Assuming that there's at least one thing in the function table, though, we also move the immediate value $0x8049f14, into %ebx which is f our function pointer, and then do the xchg %ax,%ax. What the heck is that? Well, grasshopper, that is what they use for a nop (No OPeration) in 16 or 32 bit x86. It does nothing but take a cycle and some space. In this case, it's used to make the loop (the top of the loop is the subtract on the next line) start on 8048468 instead of 8048466. The advantage of that is that it aligns the start of the loop on a 4 byte boundary and gives a better chance that the whole loop will fit in a cache line instead of being broken across two. It speeds things up.

And now we hit the top of the loop

Next we subtract 4 from %ebx to be ready for the next time through the loop, call the function we've got the address of in %eax, move the next function pointer into %eax, and compare it to -1. If it's not -1 we jump back up to the subtract and loop again.

And finally the epilogue

Otherwise we fall through into our function epilogue and return to _init, which immediately falls through into its epilogue and returns to __libc_csu_init__. Bet you forgot all about him. There's still a loop to deal with there but first--

I promised you we'd go into the debugger with prog2!

So here we go! Remember that gdb always shows you the line or instruction that you are about to execute.

$ !gdb gdb prog2 Reading symbols from /home/patrick/src/asm/prog2...done. (gdb) set disassemble-next-line on (gdb) b *0x80482b7 Breakpoint 1 at 0x80482b7

We ran it in the debugger, turned disassemble-next-line on, so that it will always show us the disassembly for the line of code that is about to be executed, and set a breakpoint at the line in _init where we're about to call __do_global_ctors_aux.

Extracted entries
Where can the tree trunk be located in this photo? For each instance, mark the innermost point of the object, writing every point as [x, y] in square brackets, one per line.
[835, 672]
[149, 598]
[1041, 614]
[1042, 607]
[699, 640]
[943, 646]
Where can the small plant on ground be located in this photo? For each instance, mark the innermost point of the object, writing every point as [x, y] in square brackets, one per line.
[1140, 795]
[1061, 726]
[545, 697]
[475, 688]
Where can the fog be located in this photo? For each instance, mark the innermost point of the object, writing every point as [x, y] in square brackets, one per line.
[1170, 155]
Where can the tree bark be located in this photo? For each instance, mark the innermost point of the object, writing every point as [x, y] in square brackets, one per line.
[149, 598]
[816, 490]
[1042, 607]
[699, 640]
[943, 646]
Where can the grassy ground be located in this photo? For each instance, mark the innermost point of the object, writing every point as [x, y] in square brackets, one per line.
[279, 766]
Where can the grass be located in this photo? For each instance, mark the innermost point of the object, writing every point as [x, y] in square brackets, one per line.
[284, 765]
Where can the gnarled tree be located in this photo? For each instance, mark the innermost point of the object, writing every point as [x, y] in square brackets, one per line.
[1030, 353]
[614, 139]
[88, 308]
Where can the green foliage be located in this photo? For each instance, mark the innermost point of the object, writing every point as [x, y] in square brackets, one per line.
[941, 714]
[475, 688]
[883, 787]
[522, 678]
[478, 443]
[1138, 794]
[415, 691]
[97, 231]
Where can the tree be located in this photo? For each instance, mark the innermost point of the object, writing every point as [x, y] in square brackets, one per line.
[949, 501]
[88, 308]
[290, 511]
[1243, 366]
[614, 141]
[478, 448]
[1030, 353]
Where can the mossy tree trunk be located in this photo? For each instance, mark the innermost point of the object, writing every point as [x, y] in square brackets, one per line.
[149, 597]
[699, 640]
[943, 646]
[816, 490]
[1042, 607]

Parts of the exercise
(a) Extract the part of the x86 assembly walkthrough starting with "And now we hit" and going on through "debugger with prog2!".
(b) Answer these questions from the x86 assembly walkthrough:
(i) Which instruction serves as a nop in 16 or 32 bit x86?
(ii) What value is the next function pointer compared to before the jump back to the subtract?
(iii) Which gdb setting was turned on to always show the disassembly for the line about to be executed?
The data shown above is separate from the x86 assembly walkthrough.

Answer set
(a)
And now we hit the top of the loop

Next we subtract 4 from %ebx to be ready for the next time through the loop, call the function we've got the address of in %eax, move the next function pointer into %eax, and compare it to -1. If it's not -1 we jump back up to the subtract and loop again.

And finally the epilogue

Otherwise we fall through into our function epilogue and return to _init, which immediately falls through into its epilogue and returns to __libc_csu_init__. Bet you forgot all about him. There's still a loop to deal with there but first--

I promised you we'd go into the debugger with prog2!

(b)
(i) xchg %ax,%ax
(ii) -1
(iii) disassemble-next-line